Referring expression pointing data
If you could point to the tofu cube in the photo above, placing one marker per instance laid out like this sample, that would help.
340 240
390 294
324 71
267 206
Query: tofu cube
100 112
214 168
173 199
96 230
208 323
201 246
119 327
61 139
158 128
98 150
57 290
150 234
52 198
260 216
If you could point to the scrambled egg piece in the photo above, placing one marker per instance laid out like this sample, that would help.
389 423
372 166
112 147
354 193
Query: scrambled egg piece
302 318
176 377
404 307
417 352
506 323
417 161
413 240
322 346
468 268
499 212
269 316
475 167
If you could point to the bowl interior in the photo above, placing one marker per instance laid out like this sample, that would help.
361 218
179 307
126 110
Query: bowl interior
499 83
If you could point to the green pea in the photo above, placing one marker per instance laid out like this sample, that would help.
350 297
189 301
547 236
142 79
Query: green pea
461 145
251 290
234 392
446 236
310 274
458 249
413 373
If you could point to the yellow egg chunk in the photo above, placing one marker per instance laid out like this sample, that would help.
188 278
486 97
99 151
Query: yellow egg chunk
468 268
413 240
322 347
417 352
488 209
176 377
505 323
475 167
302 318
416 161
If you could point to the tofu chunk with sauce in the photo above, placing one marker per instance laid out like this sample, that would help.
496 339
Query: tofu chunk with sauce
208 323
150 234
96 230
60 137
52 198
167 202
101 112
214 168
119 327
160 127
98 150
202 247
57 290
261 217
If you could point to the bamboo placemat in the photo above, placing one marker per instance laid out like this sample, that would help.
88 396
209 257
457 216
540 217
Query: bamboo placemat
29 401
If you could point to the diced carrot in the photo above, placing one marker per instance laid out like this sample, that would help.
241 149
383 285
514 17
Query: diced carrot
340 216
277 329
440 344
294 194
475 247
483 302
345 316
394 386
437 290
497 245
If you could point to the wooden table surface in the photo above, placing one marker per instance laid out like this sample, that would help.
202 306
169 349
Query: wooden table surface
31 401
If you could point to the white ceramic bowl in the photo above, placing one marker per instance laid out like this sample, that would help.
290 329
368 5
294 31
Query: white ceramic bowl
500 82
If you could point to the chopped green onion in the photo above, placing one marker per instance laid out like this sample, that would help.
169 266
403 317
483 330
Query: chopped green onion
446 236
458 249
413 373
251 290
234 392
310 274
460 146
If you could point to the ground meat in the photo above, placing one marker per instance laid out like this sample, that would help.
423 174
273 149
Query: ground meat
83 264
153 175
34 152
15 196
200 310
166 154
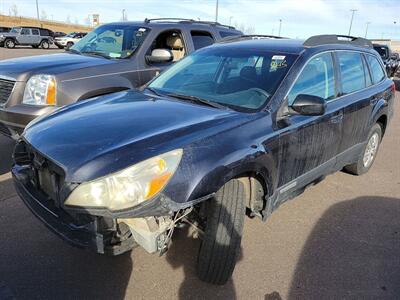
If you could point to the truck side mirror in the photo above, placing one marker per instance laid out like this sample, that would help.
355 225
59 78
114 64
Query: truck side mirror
160 56
309 105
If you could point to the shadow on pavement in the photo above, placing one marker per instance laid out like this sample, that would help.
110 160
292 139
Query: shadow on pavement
6 149
352 252
35 264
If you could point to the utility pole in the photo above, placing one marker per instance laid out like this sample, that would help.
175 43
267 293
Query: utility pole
366 29
216 11
280 27
352 17
37 11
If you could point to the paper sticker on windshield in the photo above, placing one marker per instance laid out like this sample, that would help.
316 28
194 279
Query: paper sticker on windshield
278 61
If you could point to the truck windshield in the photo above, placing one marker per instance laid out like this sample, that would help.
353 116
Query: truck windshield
112 41
15 30
242 79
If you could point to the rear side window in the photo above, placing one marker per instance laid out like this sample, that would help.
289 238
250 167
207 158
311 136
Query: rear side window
316 79
375 67
224 34
201 39
25 31
352 71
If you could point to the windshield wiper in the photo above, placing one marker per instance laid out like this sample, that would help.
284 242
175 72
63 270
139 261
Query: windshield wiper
197 100
73 51
96 53
154 91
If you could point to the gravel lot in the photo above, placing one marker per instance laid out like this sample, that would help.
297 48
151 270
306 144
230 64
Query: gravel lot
340 239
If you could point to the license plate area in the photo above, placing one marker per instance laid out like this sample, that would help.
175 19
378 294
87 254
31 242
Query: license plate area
48 183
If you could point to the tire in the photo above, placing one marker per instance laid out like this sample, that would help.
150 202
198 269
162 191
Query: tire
44 44
9 43
361 166
223 233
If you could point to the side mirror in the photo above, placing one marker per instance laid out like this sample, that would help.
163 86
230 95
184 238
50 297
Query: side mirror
160 56
309 105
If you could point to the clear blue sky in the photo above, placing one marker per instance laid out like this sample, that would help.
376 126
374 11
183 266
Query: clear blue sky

Task item: Which lines of the data contain the word "blue"? Copy each one.

Result for this exercise:
If you could point to the clear blue sky in the photo above, placing one marker per instance laid out like this sample, that would help.
Query: clear blue sky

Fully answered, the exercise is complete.